Start of Dataset excerpts

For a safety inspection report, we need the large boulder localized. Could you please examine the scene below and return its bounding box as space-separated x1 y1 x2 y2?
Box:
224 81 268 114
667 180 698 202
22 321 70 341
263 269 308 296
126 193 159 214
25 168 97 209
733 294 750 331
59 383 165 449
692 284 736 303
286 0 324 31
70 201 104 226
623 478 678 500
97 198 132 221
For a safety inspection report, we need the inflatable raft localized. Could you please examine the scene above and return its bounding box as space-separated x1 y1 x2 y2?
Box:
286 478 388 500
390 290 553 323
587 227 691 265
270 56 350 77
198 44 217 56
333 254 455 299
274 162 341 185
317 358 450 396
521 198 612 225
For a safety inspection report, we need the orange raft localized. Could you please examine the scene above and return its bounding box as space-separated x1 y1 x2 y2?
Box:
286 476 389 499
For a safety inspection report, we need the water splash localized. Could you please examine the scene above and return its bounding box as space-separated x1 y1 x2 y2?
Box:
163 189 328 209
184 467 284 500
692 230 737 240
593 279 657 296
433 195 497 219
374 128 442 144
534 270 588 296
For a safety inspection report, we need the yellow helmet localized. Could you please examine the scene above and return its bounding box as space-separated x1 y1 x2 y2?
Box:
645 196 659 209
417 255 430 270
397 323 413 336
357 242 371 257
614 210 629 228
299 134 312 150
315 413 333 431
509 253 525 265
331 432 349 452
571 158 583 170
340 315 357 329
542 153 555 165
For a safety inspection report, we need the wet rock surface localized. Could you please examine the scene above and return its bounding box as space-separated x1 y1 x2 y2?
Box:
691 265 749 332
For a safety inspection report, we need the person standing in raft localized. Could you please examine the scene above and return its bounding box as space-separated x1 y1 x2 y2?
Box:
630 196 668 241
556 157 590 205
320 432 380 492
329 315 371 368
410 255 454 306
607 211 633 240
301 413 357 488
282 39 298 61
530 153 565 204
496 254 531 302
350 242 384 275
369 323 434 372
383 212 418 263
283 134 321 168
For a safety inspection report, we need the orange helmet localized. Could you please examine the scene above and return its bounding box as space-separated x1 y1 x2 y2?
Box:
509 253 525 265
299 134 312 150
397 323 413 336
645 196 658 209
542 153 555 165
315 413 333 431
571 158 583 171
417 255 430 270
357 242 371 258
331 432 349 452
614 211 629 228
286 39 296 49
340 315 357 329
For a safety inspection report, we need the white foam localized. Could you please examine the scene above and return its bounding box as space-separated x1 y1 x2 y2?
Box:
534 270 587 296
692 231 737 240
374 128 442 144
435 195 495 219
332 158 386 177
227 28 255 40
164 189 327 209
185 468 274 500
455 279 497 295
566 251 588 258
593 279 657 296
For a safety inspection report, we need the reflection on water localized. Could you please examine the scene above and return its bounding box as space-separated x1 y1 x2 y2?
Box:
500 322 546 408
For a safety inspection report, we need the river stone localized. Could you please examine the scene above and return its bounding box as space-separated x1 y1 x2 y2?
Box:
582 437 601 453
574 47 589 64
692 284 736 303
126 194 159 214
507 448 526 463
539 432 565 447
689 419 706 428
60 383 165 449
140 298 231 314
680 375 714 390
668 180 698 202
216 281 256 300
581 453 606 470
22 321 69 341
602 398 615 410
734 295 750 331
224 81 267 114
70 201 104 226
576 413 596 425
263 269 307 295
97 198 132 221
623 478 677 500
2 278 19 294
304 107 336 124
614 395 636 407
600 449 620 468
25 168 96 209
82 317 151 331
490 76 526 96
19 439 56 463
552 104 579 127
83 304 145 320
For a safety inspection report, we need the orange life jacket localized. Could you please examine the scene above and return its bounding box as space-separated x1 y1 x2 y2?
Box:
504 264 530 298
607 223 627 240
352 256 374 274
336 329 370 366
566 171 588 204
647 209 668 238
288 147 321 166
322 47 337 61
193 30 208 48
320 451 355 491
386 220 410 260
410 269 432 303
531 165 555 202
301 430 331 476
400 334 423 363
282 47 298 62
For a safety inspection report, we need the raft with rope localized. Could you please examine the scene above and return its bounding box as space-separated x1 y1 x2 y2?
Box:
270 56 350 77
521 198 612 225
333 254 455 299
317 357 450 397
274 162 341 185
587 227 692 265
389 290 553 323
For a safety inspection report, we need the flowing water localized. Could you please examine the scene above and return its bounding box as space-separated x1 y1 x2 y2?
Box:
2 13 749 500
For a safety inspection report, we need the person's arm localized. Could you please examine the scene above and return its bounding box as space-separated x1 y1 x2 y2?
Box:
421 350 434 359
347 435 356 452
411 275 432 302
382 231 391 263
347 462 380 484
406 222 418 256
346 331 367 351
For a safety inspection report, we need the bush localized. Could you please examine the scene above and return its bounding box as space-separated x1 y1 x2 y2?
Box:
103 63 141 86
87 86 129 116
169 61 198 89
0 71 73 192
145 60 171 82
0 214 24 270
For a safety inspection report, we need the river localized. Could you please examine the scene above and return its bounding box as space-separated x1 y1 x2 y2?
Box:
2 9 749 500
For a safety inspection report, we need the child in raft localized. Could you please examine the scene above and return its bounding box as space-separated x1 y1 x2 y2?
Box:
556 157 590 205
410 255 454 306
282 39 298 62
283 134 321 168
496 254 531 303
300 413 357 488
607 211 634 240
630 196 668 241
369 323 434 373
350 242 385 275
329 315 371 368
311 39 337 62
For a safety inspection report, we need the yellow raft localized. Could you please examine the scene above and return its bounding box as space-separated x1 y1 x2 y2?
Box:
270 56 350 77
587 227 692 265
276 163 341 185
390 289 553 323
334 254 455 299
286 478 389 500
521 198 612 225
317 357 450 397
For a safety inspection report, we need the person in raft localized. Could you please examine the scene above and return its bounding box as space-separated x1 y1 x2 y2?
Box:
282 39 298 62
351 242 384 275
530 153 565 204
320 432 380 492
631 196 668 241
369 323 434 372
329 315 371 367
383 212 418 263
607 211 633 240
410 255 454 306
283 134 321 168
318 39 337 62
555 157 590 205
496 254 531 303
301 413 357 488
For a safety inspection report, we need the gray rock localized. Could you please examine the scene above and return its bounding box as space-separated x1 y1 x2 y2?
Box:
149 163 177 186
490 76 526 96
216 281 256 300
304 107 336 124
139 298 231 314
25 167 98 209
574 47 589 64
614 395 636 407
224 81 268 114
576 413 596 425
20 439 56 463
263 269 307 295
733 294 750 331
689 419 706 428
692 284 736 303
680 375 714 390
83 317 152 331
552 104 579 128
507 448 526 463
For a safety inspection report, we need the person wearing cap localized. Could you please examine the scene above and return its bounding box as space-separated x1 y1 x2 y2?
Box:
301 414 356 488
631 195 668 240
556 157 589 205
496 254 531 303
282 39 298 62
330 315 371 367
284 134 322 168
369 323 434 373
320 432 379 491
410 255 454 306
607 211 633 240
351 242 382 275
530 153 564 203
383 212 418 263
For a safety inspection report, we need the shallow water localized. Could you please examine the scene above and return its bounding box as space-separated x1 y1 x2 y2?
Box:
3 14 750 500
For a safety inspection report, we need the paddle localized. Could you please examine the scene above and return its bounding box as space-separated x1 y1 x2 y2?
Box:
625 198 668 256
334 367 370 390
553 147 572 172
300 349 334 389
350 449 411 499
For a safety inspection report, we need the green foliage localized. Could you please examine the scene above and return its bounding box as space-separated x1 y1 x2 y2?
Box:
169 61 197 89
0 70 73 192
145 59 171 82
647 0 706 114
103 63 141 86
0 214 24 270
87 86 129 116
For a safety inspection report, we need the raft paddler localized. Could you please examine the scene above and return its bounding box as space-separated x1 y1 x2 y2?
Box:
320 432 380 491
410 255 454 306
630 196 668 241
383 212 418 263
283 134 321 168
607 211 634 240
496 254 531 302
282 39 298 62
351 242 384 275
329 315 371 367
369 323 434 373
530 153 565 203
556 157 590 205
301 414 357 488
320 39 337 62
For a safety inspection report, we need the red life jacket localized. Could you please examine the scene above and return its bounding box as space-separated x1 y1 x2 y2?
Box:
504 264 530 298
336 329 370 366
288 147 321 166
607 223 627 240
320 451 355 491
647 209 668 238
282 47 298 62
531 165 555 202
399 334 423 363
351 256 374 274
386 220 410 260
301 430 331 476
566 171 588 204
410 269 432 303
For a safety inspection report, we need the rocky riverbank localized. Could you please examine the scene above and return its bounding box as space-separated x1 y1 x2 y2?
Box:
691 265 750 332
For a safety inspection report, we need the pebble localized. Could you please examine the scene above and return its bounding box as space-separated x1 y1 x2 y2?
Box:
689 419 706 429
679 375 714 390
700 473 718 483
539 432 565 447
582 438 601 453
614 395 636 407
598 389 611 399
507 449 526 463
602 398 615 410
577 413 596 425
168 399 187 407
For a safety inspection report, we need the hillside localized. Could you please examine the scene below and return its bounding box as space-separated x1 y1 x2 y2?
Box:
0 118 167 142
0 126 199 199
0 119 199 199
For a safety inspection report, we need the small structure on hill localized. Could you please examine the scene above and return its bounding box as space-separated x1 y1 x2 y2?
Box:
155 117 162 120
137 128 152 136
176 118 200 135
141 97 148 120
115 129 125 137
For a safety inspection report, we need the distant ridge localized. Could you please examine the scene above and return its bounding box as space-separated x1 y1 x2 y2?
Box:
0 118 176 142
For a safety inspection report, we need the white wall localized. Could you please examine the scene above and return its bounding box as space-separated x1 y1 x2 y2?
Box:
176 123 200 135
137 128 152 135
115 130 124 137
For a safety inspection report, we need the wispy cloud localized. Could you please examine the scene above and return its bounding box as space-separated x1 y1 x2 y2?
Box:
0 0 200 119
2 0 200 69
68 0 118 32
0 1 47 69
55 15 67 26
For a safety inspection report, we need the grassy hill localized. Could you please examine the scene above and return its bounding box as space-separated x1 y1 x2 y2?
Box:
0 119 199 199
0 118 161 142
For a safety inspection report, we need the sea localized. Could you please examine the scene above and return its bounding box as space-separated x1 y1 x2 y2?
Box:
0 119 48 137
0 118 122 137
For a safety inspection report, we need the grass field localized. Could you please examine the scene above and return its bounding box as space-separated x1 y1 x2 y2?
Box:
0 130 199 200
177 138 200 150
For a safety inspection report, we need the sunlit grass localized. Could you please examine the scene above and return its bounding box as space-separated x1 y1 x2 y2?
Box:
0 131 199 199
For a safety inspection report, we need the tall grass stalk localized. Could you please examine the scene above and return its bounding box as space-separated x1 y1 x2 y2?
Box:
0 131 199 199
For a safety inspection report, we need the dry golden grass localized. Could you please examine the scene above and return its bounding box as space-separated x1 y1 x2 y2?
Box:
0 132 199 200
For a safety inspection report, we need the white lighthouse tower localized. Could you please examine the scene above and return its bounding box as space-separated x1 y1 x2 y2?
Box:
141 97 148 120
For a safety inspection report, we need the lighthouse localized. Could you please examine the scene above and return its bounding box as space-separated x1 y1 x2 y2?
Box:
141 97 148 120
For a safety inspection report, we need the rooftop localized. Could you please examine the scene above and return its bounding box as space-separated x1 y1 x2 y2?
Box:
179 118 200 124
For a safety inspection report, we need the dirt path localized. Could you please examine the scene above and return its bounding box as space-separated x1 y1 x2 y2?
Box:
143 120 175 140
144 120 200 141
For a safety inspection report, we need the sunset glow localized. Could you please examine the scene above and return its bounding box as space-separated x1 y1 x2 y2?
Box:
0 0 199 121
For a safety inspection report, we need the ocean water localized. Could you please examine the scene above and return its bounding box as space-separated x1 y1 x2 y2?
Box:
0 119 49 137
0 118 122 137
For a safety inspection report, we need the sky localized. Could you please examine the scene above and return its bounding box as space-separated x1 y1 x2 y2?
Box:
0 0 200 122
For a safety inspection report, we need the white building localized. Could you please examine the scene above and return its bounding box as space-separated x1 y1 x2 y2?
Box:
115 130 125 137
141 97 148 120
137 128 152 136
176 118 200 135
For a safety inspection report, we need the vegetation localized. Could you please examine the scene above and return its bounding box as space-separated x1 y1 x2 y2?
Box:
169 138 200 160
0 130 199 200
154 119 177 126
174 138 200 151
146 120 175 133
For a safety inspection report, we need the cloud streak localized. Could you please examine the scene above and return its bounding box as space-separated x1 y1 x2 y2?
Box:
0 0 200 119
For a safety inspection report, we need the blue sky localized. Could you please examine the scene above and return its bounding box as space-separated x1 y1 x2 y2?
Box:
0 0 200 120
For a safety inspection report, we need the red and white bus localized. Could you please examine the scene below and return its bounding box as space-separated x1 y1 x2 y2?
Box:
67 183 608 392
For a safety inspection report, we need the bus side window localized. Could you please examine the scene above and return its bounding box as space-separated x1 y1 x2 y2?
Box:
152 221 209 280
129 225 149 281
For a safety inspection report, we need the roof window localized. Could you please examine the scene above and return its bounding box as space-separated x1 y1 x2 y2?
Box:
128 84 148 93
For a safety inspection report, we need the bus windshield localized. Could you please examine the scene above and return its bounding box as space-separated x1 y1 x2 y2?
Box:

End of Dataset excerpts

**What this task involves:**
Scan the entries above. Copy each line that has the string "water".

**Solved problem:**
For a safety inspection report, we need the water splash localized. Could you please examine the scene above and return its bounding box as space-separated x1 y1 x2 y2?
For a safety inspection report, we need the reflection on water localized. Could you please examine the scene above and return its bounding box as space-separated x1 y1 x2 y2?
For a safety inspection report, we need the flowing water localized. Could you please examine the scene above and return its bounding box as space-separated x1 y1 x2 y2?
For a safety inspection report, we need the shallow water localized. Could you please examine the scene above and return its bounding box as space-separated x1 y1 x2 y2?
For a safety inspection report, we need the ocean water localized. Could you please examine the scene above and return its bounding box as space-separated x1 y1 x2 y2?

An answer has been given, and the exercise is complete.